• **Point localization data**:
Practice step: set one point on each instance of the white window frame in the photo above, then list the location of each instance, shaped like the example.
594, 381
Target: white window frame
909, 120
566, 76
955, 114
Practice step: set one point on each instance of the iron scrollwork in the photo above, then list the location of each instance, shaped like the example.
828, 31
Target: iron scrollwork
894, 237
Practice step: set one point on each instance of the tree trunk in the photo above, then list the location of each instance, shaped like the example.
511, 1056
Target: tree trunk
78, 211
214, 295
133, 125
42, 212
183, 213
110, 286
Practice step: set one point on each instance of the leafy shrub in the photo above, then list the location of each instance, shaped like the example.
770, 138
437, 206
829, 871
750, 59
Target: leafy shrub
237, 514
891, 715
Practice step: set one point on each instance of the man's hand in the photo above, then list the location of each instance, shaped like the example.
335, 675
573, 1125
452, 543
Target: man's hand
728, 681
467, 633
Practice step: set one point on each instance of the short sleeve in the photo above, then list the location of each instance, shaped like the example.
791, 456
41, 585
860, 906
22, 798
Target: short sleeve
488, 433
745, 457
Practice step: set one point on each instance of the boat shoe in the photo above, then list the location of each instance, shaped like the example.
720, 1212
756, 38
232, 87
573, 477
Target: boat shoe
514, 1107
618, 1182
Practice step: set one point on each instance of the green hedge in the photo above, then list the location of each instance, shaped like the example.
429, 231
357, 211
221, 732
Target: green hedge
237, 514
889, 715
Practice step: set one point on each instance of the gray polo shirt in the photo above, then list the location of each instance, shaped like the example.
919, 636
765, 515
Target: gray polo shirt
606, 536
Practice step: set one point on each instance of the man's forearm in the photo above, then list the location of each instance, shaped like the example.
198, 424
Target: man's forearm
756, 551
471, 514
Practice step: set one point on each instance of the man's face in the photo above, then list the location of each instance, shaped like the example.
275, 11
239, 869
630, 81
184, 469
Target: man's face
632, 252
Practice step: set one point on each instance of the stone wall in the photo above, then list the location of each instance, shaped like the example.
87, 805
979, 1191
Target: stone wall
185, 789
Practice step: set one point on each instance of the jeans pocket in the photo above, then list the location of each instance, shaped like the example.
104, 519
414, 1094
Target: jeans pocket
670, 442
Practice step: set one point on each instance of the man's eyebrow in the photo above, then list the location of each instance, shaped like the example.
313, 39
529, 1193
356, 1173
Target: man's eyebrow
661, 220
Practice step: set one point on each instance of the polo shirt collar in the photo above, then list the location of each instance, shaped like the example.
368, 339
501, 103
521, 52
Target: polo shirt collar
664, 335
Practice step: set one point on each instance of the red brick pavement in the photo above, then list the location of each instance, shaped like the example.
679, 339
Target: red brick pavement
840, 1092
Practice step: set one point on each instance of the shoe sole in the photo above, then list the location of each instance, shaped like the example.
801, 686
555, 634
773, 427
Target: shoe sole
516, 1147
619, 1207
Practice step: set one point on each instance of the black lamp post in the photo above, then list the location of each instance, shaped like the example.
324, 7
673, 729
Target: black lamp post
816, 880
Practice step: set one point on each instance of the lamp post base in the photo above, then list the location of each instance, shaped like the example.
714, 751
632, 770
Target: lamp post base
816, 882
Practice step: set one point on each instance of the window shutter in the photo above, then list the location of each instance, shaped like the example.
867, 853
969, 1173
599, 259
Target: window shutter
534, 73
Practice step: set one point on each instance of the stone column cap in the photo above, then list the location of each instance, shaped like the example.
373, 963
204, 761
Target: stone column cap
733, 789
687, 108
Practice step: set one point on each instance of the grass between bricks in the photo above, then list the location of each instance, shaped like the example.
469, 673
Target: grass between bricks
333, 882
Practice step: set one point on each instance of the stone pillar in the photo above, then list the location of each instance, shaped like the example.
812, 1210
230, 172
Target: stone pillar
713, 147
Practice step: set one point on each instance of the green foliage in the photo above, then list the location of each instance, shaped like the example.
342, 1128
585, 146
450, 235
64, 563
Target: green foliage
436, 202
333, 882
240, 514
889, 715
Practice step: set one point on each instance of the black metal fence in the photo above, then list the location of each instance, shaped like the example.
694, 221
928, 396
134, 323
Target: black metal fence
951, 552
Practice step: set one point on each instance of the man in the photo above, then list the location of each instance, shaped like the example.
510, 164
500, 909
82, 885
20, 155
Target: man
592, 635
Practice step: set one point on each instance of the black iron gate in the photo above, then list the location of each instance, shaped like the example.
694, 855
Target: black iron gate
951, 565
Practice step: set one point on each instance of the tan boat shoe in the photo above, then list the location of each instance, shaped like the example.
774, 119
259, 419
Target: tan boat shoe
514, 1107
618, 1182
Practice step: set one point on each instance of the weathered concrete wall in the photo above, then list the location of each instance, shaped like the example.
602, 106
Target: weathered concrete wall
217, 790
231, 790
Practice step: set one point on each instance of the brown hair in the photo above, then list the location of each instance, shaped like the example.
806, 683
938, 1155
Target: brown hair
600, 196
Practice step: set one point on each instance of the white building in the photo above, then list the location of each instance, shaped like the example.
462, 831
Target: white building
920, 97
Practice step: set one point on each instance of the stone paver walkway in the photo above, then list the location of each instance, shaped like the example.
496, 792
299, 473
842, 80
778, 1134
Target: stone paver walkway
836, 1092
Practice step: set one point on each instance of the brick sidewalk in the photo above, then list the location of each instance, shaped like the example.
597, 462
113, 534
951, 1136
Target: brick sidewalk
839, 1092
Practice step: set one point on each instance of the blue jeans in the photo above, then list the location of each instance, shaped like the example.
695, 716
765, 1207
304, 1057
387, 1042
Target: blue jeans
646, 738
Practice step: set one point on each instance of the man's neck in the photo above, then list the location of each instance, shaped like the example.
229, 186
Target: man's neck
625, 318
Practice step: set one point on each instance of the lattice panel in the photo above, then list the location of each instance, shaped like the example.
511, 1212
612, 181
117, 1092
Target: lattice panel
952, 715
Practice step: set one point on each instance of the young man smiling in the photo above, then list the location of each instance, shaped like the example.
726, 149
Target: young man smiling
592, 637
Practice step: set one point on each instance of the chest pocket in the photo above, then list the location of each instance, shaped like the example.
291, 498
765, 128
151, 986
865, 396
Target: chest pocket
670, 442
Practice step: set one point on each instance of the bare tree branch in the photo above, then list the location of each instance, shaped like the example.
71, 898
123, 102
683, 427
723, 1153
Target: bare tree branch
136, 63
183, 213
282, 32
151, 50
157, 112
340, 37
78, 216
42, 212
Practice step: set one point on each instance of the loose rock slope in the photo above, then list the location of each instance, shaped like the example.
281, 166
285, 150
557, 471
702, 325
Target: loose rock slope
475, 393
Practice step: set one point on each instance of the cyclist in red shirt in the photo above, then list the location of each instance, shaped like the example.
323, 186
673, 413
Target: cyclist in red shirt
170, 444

• **What this task involves**:
The records above must be retyped in full, exactly as written.

• **Reply to the task**:
Practice step: set one point on each instance of the white window frame in the photo above, then list the location of each instance, shaped like the example.
594, 381
Target: white window frame
909, 120
566, 76
955, 114
Practice step: set one point on each instance of the iron scrollwork in the photo above, then list the location of each instance, shaped like the example.
828, 31
Target: iron scrollwork
894, 237
Practice step: set one point on each instance of the tree trunk in the photo above, then list the location of each instance, shaped like the example.
511, 1056
Target: tree trunk
78, 211
214, 295
133, 125
42, 212
183, 213
110, 286
Practice step: set one point on each instance of the leafy shrub in the photo above, then list the location of each instance, shaped like the example.
770, 138
437, 206
829, 871
750, 59
Target: leafy shrub
237, 514
891, 715
Practice step: set one point on each instance of the man's hand in the photo above, then list the location of each instance, shaped like the example.
335, 675
573, 1125
452, 543
Target: man's hand
728, 681
467, 633
Practice step: set one point on each instance of the short sleeve in the photo above, then list the location of each instance, shaped like the example.
791, 456
41, 585
860, 906
22, 798
Target: short sleeve
488, 433
745, 457
Practice step: set one point on each instance of the boat shoe in the photo above, then list the location of each instance, shaped like the example.
720, 1212
756, 38
232, 87
573, 477
Target: boat shoe
514, 1107
618, 1182
Practice step: set one point on each instance of the green hedge in the photo above, then list the location of each instance, shaped like the example.
429, 231
357, 211
221, 732
Target: green hedge
237, 514
889, 715
Practice step: set one point on each instance of the gray polo shirt in the photo above, then list the location of each instance, shaped like the example.
919, 636
765, 515
Target: gray polo shirt
606, 536
Practice step: set one point on each instance of the man's forearm in the photo above, then list the location of each instance, shaped like the example.
198, 424
Target: man's forearm
756, 551
471, 514
Practice step: set one point on each instance of the man's face in the photo above, then list the location of each instance, shaped like the example.
275, 11
239, 869
630, 81
184, 469
Target: man's face
632, 252
Practice step: set one point on each instance of the stone wall in the photo above, then list the location of each instance, shaped like the example.
87, 805
979, 1191
Target: stone wall
185, 789
Practice step: set one point on each instance of the jeans pocket in the photo above, then list the location of each instance, shaped like the example.
104, 519
414, 1094
Target: jeans pocket
670, 442
Practice step: set one point on each instance of the man's eyebrow in the photo above, then list the location of each instance, shaped like the example.
313, 39
529, 1193
356, 1173
Target: man's eyebrow
661, 220
Practice step: set one point on each instance of the polo shirt collar in the photo above, then list the location of each instance, shaped like the example.
368, 339
501, 103
521, 52
Target: polo shirt collar
664, 335
Practice step: set one point on each instance of the red brick pavement in the photo above, then list the location of each instance, shaped like the example.
679, 339
Target: red brick pavement
840, 1092
Practice step: set one point on each instance of the shoe sole in the photo above, then list the location of each instance, shaped like the example.
801, 686
555, 634
773, 427
Target: shoe sole
516, 1147
619, 1207
Practice step: set one point on each instance of the black lamp post in the photo above, then list the location of each instance, shaped like the example.
324, 7
673, 729
Target: black lamp post
816, 880
Practice step: set one point on each instance of the lamp post base in the photo above, then list the location of each instance, shaped like the example.
714, 751
632, 770
Target: lamp post base
816, 882
Practice step: set one point on each instance of the window shutter in the photo above, then list the location of each instance, shaped like the example.
867, 853
969, 1173
599, 259
Target: window shutter
534, 73
Practice step: set one point on each instance of the stone column cap in the photo above, then list the location of each instance, shaped like the example.
373, 963
204, 761
Target: stone column cap
733, 789
687, 108
Practice step: set one point on each instance of the grass between bricks in the photo above, then list the location of each instance, shaped like the example.
469, 673
Target: grass between bricks
333, 882
Practice step: set one point on each instance of the stone pillar in the photo above, then list the location of each instance, shaped like the example.
812, 1210
230, 172
Target: stone pillar
713, 147
Practice step: set one point on each instance of the green foliage in the photo above, then list the location of each instance, shaped like the example.
342, 1128
585, 146
450, 235
64, 563
Target: green foliage
436, 202
333, 882
240, 514
889, 715
Practice step: set one point on each instance of the black metal fence in the photo above, then list the location of each instance, shaped like the example.
694, 221
928, 396
134, 323
Target: black metal fence
951, 552
Practice step: set one point on each instance of the man in the photo above, then list the location of each instance, shaped like the example.
510, 164
500, 909
82, 885
20, 155
Target: man
592, 635
Practice step: set one point on each instance of the black iron gate in the photo above, then list the location of each instance, shaped like the example.
694, 855
Target: black iron gate
951, 565
Practice step: set one point on each instance of the tan boat shoe in the photo above, then list the location of each instance, shaped like the example.
774, 119
259, 419
Target: tan boat shoe
514, 1107
618, 1182
Practice step: set one point on each instance of the weathered concrete wall in the photo above, then list the location of each instance, shaped like the example.
602, 106
Target: weathered concrete wall
217, 790
231, 790
Practice step: set one point on each instance of the brown hair in the photo above, then list the location of each instance, shaped like the example.
806, 683
938, 1155
Target: brown hair
600, 196
Practice step: set one point on each instance of the white building in the photo above, then list the location of each instance, shaped like the example.
462, 831
Target: white building
920, 97
Practice step: set one point on each instance of the stone paver walkway in the photo above, then list the location of each instance, shaped like the example.
496, 792
299, 473
842, 80
778, 1134
Target: stone paver walkway
836, 1092
Practice step: set one point on each instance of the brick sidewalk in the photo above, then list the location of each instance, shaped like the example.
597, 462
113, 534
951, 1136
Target: brick sidewalk
839, 1092
Practice step: set one point on each instance of the blue jeans in the photo above, then list the location of each instance, shaped like the example.
695, 716
765, 1207
304, 1057
387, 1042
Target: blue jeans
646, 738
Practice step: set one point on each instance of the man's neck in the photo above, then list the location of each instance, shaped like the example.
229, 186
Target: man's neck
625, 318
Practice step: set one point on each instance of the lattice panel in the photo above, then list the location of each instance, shaped like the example.
511, 1212
612, 181
117, 1092
Target: lattice panel
952, 715
Practice step: set one point on each instance of the young man smiling in the photo above, then list the location of each instance, shaped like the example.
726, 149
Target: young man smiling
592, 637
Practice step: set one point on each instance of the chest pocket in the photo above, then list the location of each instance, shaped like the example.
291, 498
765, 128
151, 986
865, 396
Target: chest pocket
670, 442
Practice step: set one point on each instance of the bare tree branch in the photo above, then list the location of each instance, shaped like the example.
71, 898
123, 102
683, 427
723, 1153
Target: bare tree branch
136, 63
183, 213
282, 32
151, 50
157, 112
340, 37
78, 216
42, 212
Practice step: set one point on each instance of the loose rock slope in the photo above, then list the location of each instance, shaped like the example.
281, 166
285, 150
557, 471
702, 325
Target: loose rock slope
475, 393
Practice step: set one point on each instance of the cyclist in red shirt in the photo above, then list the location of each instance, shaped like the example.
323, 186
673, 413
Target: cyclist in red shirt
170, 444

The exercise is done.